#### Information ####
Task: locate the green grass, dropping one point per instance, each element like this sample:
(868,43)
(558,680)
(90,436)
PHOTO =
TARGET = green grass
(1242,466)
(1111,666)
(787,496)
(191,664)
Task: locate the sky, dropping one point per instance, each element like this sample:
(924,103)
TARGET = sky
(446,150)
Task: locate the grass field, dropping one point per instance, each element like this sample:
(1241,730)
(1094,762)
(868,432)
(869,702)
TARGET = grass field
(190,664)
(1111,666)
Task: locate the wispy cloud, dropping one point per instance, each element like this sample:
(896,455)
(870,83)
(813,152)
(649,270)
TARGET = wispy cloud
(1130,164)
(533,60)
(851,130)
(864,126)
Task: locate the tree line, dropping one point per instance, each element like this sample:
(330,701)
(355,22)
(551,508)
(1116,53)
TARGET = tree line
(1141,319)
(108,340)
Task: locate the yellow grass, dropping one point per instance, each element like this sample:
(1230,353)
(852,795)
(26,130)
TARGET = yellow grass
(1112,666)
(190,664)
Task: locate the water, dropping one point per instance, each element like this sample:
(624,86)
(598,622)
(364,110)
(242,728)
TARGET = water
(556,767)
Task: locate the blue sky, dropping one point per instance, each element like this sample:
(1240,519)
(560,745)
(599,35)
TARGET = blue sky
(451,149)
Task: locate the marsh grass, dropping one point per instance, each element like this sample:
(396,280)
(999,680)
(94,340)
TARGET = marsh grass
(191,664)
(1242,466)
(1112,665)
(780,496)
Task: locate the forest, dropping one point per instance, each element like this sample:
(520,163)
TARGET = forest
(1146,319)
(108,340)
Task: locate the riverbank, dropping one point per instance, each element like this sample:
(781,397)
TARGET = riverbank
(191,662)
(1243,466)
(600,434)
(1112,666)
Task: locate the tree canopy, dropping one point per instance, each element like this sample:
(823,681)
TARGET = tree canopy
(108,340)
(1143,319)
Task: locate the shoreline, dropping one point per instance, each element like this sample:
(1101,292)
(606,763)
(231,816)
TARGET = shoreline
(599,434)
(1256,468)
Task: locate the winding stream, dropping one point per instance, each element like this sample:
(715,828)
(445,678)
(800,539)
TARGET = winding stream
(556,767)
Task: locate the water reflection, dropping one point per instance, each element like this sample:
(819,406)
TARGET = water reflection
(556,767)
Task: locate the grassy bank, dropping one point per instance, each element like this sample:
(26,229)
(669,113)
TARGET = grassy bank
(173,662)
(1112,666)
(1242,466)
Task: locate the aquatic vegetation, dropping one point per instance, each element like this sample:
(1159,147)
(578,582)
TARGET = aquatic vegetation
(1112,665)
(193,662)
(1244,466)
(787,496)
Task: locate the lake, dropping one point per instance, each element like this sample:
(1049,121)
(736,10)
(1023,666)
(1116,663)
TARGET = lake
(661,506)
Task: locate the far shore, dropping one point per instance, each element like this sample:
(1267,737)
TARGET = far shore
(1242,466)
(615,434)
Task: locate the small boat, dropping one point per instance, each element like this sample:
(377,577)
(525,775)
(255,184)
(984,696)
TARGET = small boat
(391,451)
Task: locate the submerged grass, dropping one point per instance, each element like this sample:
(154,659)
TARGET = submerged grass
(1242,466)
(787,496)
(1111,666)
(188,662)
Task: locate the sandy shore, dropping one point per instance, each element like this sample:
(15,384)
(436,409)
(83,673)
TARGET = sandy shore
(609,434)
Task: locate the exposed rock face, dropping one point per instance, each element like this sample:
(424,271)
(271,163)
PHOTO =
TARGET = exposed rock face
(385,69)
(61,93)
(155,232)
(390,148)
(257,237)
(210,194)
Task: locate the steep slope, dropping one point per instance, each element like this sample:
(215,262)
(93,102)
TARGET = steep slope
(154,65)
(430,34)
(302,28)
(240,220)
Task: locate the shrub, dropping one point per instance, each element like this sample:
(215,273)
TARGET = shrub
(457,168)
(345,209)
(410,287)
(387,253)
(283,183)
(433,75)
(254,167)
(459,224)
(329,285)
####
▶ **Problem description**: All of the data above needs to be transcribed verbatim.

▶ **Answer to this problem**:
Task: locate the green grass, dropping one point per instance, each element like this sample:
(868,43)
(558,680)
(90,436)
PHOTO =
TARGET = green grass
(1242,466)
(1111,666)
(787,496)
(191,664)
Task: locate the sky, dropping one point per instance, each element like this sample:
(924,103)
TARGET = sky
(446,150)
Task: locate the grass field, dropping one point per instance, each element like this sample:
(1241,730)
(1094,762)
(868,432)
(869,702)
TARGET = grass field
(190,664)
(1111,666)
Task: locate the wispy cloud, dropping one point per instance, each element like this sample:
(896,455)
(870,83)
(813,152)
(649,270)
TARGET = wispy cloud
(1130,164)
(533,60)
(851,130)
(864,126)
Task: locate the tree line, dropping one point per instance, each element like this sample:
(330,701)
(355,22)
(551,508)
(1116,53)
TARGET = tree line
(1141,319)
(108,340)
Task: locate the yellow grass, dropping one point per instance, each element like this sample:
(1230,353)
(852,795)
(26,130)
TARGET = yellow grass
(1112,666)
(190,664)
Task: locate the water, dropping one point per instance, each element like this sample:
(624,86)
(598,622)
(364,110)
(242,728)
TARGET = water
(556,767)
Task: locate the blue sky, dropping one point per instance, each element like this sample:
(1240,519)
(560,745)
(599,35)
TARGET = blue sky
(451,149)
Task: locate the marsh grass, dropping one point per instance, each element like this sample:
(396,280)
(999,680)
(94,340)
TARGET = marsh grass
(191,664)
(1242,466)
(1112,665)
(780,496)
Task: locate the forest, dropping one point per instance, each element like this sample:
(520,163)
TARGET = forest
(1146,319)
(108,340)
Task: locate the riverbank, dropping one point per instance, each element like this sample:
(781,397)
TARGET = riverbank
(191,662)
(1243,466)
(600,434)
(1112,666)
Task: locate the tree canopy, dropping one point per instance, each element like this sample:
(823,681)
TARGET = tree canopy
(108,340)
(1143,319)
Task: locate the shoreline, dropping one point per instance, each element like this sample:
(1101,292)
(606,763)
(231,816)
TARGET = shoreline
(599,434)
(1256,468)
Task: locate the winding stream, dropping one point per instance, each element like this sample:
(715,828)
(445,678)
(800,539)
TARGET = winding stream
(556,767)
Task: locate the water reflection, dropping one point per instance, each element like this sample:
(819,406)
TARGET = water reflection
(556,767)
Task: locate the grassy bank, dropping one point per instance, each element like this sample:
(26,229)
(669,113)
TARGET = grassy bank
(173,662)
(1112,666)
(1242,466)
Task: locate the aquatic vegetation, dropping one point per instance, each element like this sample:
(1159,147)
(578,582)
TARGET = aquatic vegetation
(1112,665)
(193,662)
(1244,466)
(787,496)
Task: locate the lake, dropping one point per instance, each element like this sample:
(1049,121)
(736,10)
(1023,666)
(1116,663)
TARGET = lake
(661,506)
Task: locate the far shore, dropping one point per instance, each element like this sample:
(1267,737)
TARGET = far shore
(1242,466)
(615,434)
Task: locate the small boat, dropping one point per instance, each element like this sample:
(377,577)
(525,775)
(255,184)
(984,696)
TARGET = small boat
(391,451)
Task: locate the submerged grass, dropping one point per instance, each element like this sample:
(154,659)
TARGET = submerged grass
(1242,466)
(787,496)
(1111,666)
(188,662)
Task: locate the sandy shore, dropping one point per instance, each element like this sample:
(15,384)
(436,409)
(83,673)
TARGET = sandy shore
(609,434)
Task: locate the exposed rock face, dropping one point per instance, each element like this sample:
(424,271)
(271,163)
PHOTO =
TARGET = exposed rock face
(385,69)
(61,93)
(155,232)
(390,148)
(257,237)
(210,194)
Task: locate the steep slope, dropping one point per instance, each element like this sample:
(215,262)
(93,102)
TARGET = steep slope
(154,65)
(430,34)
(302,28)
(240,220)
Task: locate the shrub, dropping one point per instance, each element like this sample:
(215,273)
TARGET = shrub
(457,168)
(345,209)
(410,287)
(387,253)
(283,183)
(433,75)
(254,167)
(459,224)
(329,285)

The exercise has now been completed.